■ TASK LIST ■
(1) From the commentary on Medicare for All below, set down the passage between "The Rand study" and "the status quo.", inclusive, word for word.
(2) In the commentary on Medicare for All below, what did the Rand study estimate total U.S. health care spending would be under Medicare for All in 2019?

■ TEXT FOR ANALYSIS ■

A leftover from yesterday that shouldn’t go unmentioned. She’s mighty glib here about flushing the insurance of 180 million people down the toilet, but then all single-payer supporters are.
.@AOC, asked about warnings from Joe Biden on Medicare for All, says nobody is “heartbroken” at the idea of losing private insurance.
“People like their health care, they like their doctor,” she says. “But I’d be interested in what the public polling on Aetna would look like.”
— Sahil Kapur (@sahilkapur) July 17, 2019
Define “heartbroken.” From a Gallup poll published last December:
Democrats are very familiar with that graph. Especially Kamala Harris, who gets fidgety every time she’s asked about MFA and quickly reassures her questioner that “supplemental” private insurance will still exist once she’s president.
What she doesn’t mention unless forced to do so is that “supplemental” means insurance to cover tummy tucks, not health treatments. But that’s a mere detail, apparently, and Harris doesn’t sweat details.
What AOC means here, I think, is that it’s not their insurance per se that people are wedded to, it’s the quality of their coverage. No one cares if their insurance company gets bought out so long as their coverage remains intact with the same (or greater) benefits, the same (or broader) network, and the same (or less) cost. Well, she’s saying, just think of Medicare for All as one big buyout. You’ll get the same coverage, or better! And it’ll cost the same, or less! And you’ll be able to keep your doctor! Is all of that true? Per the AP, there’s reason to worry:
The Mercatus study explained that such savings would be unlikely since that would hinge on hospitals and health care providers accepting much lower payments than they get now.
A research report this year by the nonprofit Rand think tank estimated that Medicare for All would do the opposite of what Sanders is promising, modestly raising national health spending.
The Rand study modeled a hypothetical scenario in which a plan similar to legislation by Sanders had taken effect this year. It found that total U.S. health care spending would be about $3.9 trillion under Medicare for All in 2019, compared with about $3.8 trillion under the status quo.
If your private insurer hikes costs, slashes benefits, and/or shrinks your network, there are alternatives available. If Uncle Sam takes over health coverage and hikes costs, slashes benefits, and/or has trouble convincing doctors to take a pay cut in the form of lower fees, there’s … emigration, I guess.
My favorite poll result of the week, by the way, comes in the form of two tables. Table one looks good for MFA fans:
That’s 52/33 in favor. Pretty good! But then people read the fine print. Table two:
Explain to people that “Medicare for All” doesn’t mean Medicare as an option for all but mandatory Medicare for everyone, with private insurance out the window, and support drops to 37/43. Not a disastrous number for lefties — there’s room for growth as they make their case — but they’re starting in the hole, not with majority support. And of course the opposition hasn’t spent much time making its own case either. Democratic voters who haven’t realized yet that MFA means the end of private insurance are going to get a rude awakening about that from Joe Biden at the next debate when this subject comes up. And there are a lot of Democratic voters out there like that. A lot.

■ EXTRACTED INFORMATION ■
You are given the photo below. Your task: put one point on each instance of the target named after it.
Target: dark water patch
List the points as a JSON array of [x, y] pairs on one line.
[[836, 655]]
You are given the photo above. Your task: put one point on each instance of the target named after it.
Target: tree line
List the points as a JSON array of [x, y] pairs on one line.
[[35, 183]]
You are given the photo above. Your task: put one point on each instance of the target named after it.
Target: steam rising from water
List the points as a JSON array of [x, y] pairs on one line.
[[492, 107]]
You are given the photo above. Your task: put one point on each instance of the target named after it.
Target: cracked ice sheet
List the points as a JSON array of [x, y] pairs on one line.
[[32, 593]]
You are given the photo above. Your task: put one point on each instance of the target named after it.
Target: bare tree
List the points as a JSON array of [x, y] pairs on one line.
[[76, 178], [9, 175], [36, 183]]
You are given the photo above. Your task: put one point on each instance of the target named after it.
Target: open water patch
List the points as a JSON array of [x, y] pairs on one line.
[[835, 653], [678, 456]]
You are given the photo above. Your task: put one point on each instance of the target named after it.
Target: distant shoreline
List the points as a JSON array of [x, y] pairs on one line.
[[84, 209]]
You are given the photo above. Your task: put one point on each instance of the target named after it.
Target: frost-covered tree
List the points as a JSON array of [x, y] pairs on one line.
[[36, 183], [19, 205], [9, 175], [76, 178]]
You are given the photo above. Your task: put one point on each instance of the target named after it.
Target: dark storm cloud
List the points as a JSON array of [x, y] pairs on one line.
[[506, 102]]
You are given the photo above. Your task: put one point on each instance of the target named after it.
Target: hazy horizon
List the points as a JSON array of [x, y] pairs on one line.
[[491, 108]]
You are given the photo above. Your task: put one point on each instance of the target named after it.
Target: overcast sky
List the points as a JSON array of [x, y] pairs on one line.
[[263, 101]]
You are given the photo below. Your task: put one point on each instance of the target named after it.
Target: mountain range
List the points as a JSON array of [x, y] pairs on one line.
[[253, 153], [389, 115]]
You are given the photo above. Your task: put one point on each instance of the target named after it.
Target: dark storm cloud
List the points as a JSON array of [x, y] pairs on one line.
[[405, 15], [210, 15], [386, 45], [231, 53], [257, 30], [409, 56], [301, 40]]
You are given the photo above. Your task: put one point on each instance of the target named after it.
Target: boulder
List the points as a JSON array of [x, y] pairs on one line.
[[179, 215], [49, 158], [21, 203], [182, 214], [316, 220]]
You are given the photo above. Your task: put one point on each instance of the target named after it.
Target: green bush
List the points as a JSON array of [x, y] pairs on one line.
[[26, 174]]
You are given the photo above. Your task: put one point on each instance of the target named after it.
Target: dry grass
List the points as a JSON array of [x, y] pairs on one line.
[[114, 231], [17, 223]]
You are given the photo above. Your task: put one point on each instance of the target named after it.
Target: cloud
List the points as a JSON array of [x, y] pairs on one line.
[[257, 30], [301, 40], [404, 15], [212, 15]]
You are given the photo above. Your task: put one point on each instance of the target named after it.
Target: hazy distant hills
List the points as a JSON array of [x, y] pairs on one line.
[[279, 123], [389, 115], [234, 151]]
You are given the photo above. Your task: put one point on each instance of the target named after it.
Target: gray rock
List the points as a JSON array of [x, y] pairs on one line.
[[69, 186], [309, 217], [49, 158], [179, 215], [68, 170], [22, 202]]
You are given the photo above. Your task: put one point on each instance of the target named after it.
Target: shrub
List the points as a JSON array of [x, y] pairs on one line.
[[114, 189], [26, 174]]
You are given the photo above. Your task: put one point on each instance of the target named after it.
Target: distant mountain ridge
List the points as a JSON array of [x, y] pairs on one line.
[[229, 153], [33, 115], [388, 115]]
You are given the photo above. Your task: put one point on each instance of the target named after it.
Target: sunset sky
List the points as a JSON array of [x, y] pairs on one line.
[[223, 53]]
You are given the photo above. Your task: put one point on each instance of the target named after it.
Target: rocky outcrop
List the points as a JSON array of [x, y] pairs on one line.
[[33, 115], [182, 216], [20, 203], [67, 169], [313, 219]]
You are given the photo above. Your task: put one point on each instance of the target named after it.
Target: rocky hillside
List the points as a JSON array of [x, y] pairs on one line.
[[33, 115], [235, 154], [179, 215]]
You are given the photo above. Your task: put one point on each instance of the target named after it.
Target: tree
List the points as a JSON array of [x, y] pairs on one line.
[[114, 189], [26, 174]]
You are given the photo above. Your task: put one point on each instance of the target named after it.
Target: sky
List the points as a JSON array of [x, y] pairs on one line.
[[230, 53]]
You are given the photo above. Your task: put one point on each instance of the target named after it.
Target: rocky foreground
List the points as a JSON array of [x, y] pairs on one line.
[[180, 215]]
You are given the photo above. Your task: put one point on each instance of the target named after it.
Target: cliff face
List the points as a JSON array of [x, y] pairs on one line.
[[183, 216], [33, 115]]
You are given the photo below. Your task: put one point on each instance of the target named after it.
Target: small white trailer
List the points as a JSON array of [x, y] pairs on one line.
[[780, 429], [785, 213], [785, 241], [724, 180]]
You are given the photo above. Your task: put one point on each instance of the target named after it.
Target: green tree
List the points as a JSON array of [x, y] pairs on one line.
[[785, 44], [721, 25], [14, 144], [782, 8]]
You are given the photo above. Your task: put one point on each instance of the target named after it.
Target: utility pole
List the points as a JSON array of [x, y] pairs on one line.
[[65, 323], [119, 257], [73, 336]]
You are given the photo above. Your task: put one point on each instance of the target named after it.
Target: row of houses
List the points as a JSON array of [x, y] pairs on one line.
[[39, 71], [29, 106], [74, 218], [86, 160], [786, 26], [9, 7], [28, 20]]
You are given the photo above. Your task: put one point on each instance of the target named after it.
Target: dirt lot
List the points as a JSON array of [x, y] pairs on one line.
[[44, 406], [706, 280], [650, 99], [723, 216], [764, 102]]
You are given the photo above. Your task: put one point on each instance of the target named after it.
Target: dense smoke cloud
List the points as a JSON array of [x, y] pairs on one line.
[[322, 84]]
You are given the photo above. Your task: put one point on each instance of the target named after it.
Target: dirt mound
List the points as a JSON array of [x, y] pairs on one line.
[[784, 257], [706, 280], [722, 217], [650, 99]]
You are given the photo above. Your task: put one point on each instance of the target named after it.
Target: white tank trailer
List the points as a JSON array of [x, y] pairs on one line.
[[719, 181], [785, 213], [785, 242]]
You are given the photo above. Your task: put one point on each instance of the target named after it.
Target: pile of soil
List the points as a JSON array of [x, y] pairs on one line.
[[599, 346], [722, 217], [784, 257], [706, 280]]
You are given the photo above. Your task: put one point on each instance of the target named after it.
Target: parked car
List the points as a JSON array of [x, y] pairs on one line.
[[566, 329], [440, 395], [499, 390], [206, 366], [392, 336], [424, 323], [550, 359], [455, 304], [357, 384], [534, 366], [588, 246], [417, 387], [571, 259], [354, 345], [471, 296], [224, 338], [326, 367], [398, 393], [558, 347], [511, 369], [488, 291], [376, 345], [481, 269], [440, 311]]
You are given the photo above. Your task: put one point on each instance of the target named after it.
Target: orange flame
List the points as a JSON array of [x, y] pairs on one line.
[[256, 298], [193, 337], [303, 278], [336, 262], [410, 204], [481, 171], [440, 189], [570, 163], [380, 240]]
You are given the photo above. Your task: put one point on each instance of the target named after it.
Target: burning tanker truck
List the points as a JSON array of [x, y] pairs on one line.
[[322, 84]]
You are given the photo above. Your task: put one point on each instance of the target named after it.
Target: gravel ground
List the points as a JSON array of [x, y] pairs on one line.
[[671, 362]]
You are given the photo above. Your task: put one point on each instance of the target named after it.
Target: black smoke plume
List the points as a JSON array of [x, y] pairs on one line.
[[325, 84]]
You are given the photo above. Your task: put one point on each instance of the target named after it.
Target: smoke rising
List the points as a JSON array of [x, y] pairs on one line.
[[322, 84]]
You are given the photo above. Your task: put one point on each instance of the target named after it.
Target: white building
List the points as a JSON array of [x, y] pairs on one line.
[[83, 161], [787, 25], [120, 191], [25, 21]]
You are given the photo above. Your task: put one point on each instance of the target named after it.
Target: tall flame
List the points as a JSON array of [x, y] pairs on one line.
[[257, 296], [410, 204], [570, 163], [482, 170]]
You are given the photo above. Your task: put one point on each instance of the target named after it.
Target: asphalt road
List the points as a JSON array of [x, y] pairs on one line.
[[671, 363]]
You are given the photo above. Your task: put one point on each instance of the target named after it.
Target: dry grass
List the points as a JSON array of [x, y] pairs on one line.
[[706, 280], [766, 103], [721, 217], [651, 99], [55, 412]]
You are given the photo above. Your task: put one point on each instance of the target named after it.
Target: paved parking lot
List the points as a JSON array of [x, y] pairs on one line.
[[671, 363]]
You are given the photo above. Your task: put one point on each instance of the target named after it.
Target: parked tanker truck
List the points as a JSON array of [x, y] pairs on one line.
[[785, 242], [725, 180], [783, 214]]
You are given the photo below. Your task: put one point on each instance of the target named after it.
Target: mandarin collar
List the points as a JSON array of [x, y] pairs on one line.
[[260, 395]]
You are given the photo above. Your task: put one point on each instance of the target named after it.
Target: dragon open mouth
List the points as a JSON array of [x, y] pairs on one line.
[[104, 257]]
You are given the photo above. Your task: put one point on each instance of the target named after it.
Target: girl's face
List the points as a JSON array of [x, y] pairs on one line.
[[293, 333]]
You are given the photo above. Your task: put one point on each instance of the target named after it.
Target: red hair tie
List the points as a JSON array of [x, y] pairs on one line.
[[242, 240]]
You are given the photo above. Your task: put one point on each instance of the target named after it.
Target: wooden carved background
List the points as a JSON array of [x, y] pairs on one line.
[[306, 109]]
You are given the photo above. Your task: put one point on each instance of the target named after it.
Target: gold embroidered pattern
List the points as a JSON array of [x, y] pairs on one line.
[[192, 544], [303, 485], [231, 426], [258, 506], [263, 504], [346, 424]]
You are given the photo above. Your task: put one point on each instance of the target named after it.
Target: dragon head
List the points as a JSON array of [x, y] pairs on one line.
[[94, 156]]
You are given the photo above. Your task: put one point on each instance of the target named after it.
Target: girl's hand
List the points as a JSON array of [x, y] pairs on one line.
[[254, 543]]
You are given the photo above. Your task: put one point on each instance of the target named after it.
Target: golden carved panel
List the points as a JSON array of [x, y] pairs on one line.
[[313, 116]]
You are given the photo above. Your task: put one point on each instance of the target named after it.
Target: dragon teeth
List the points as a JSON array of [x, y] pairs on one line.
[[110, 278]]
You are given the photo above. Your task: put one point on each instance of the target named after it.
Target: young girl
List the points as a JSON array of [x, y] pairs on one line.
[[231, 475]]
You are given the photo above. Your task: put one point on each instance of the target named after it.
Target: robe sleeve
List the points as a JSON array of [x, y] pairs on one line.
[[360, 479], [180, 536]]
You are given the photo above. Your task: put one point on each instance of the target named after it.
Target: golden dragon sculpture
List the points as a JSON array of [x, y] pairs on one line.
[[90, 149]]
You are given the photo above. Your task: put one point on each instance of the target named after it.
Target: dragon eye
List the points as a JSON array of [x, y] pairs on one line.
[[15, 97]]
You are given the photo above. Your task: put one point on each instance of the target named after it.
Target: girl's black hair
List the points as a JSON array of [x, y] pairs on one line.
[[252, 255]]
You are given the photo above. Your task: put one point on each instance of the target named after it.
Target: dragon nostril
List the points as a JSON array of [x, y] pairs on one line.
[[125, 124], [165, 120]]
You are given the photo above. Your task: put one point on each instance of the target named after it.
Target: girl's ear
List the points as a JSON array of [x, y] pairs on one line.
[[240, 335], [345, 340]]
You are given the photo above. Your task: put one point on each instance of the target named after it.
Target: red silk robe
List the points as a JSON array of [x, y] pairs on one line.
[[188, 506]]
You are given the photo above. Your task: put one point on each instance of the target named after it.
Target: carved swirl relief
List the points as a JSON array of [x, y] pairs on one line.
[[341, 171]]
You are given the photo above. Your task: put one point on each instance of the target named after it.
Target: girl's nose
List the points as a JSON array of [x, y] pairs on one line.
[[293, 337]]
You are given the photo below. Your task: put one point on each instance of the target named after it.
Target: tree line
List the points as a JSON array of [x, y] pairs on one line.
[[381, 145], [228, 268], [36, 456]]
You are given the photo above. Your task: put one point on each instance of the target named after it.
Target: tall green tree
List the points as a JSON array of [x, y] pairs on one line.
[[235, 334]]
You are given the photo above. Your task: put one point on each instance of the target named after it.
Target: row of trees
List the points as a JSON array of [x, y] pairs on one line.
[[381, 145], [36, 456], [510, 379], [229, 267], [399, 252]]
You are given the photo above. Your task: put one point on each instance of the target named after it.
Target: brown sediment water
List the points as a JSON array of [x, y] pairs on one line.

■ TASK RESULTS ■
(1)
The Rand study modeled a hypothetical scenario in which a plan similar to legislation by Sanders had taken effect this year. It found that total U.S. health care spending would be about $3.9 trillion under Medicare for All in 2019, compared with about $3.8 trillion under the status quo.

(2) About $3.9 trillion.